What's your legal background?

You write of legal language often being used "not to clarify but to control." That would be, from most people's perspective, the definition of all legal language. Look at President Clinton's recent testimony: the epitome of evasion.

What are the problems and issues raised when you bring in a second language--in this case, Spanish? How does that complicate matters both in regards to poetry as law and law as poetry?

Speaking in Shakespeare's English.

You call it, I believe, "code-switching."

            "Does the prisoner understand his rights?"

            "¡P'al carajo!"

This is exactly how it happened. There are volumes spoken when the translator says "Yes." As in, yes, he understands his rights. His rights are carajo. His rights are worth nothing here. He is worth nothing here. For me, that made sense because for most Latinos, the legal system is just a series of mistranslations anyway. So what's the best way to convey that? Well, the best way to convey that is through the use of bilingualism. It's the most appropriate poetic tool for the moment. But I'm not just trying to provoke.

Obviously, the poetry and the politics overlap. But in essence, there are so many advantages to being able to use Spanish within the framework of the English language poem, that it would be self-defeating not to. You consider all the possibilities, what you can get in terms of humor, irony, music, authenticity, and intimacy. All those factors play into it.

Of course it's a false dichotomy. Why should there be a contradiction between diversity and quality? That's nonsensical. At another point in the essay, speaking of Shakespeare, I allude to the notion of Shakespeare vs. Swahili. Or even worse, Shakespeare in Swahili.

When the defenders of the status quo talk about what they're defending, they talk about Shakespeare. But they don't talk about the host of writers who we probably shouldn't be reading or shouldn't be reading that much. All those mediocrities out there that we read for years and years because they had the right cultural and racial makeup.

I could think of an almost endless supply of poets who fit that description and who bored me to paralysis when I was an undergraduate. We, the advocates of multiculturalism, are not about displacing Shakespeare. For one thing, it isn't happening. Pick up a typical college catalog. The English department will invariably offer something about Shakespeare and what we call the canon. There are a number of courses on Shakespeare at this very university, which is as it should be. At the same time, look in those same catalogs, in those same departments, and look at the courses you could categorize as multicultural. There are very few in number.

Yes. I am very suspicious of people who establish literary and cultural standards the same way you would measure a human body for a suit. This is not nearly as scientific or objective as the list-makers would have us believe. I realize that they're sitting up on Mount Olympus and passing down these great tablets of wisdom. At the same time, I think there were some very good reasons why a movement towards a more diverse and multicultural curriculum evolved. It had to do with the fact that we weren't getting wisdom. We were getting the same old stuff. Growth and change for a curriculum is not only good but necessary. I take it rather personally when conservative professors denigrate the literature of which I am a part.

There are a lot of names for it. I belong in this movement for multiculturalism. I'm a part of that. I also obviously come out of a vein of Puerto Rican literature. Latino literature. Political literature. Urban literature. There are a lot of names for it. We could be referred to as American Studies. We fall under that rubric. I don't think of these as labels, because I don't think of it as confining or defining. There are many different ways to describe what I do. But sometimes I hear people talk as if the literature of which I am a part has no place in any educational forum. And that's a way of saying that I have no place in any educational forum. Either as a teacher or a writer or a student. So I do take it rather personally.

════

Given task: Repeat word for word the stretch of the interview from "There are a lot of names for it. I" through "it rather personally.". The records that come next are separate from the interview.

════

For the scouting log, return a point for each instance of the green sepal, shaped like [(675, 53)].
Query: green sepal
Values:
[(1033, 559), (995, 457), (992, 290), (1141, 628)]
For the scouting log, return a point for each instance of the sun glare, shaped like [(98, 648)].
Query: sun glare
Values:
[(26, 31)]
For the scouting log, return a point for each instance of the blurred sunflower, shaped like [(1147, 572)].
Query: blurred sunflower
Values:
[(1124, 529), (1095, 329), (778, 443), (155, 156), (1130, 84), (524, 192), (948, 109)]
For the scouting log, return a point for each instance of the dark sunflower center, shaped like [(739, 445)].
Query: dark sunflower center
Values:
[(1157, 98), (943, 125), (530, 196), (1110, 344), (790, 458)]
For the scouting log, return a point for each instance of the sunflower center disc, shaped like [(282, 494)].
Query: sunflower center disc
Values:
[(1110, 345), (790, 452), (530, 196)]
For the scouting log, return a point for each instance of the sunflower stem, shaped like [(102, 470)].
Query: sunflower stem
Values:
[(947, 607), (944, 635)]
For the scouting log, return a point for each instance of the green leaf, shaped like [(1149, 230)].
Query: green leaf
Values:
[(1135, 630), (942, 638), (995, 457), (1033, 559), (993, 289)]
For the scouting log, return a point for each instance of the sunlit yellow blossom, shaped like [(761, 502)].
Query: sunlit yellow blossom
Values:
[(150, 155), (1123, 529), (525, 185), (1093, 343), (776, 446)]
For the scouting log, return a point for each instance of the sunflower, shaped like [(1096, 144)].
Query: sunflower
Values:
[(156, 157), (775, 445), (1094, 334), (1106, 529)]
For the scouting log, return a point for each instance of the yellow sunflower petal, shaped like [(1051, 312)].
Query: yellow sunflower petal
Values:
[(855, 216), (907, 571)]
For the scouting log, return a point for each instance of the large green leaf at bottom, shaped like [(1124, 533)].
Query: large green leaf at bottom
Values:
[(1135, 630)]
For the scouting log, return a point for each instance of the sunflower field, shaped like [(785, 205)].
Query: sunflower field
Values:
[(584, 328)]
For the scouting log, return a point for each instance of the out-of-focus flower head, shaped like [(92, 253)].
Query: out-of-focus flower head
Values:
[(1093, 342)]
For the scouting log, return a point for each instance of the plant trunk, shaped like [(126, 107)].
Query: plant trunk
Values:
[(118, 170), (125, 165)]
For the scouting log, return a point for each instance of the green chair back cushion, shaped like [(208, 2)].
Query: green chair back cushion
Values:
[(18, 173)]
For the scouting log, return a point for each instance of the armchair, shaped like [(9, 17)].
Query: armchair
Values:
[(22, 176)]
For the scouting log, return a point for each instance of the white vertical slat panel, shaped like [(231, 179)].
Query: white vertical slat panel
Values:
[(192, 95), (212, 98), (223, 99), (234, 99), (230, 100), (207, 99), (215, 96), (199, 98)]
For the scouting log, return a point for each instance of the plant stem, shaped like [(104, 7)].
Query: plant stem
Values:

════

Answer to this problem:
There are a lot of names for it. I belong in this movement for multiculturalism. I'm a part of that. I also obviously come out of a vein of Puerto Rican literature. Latino literature. Political literature. Urban literature. There are a lot of names for it. We could be referred to as American Studies. We fall under that rubric. I don't think of these as labels, because I don't think of it as confining or defining. There are many different ways to describe what I do. But sometimes I hear people talk as if the literature of which I am a part has no place in any educational forum. And that's a way of saying that I have no place in any educational forum. Either as a teacher or a writer or a student. So I do take it rather personally.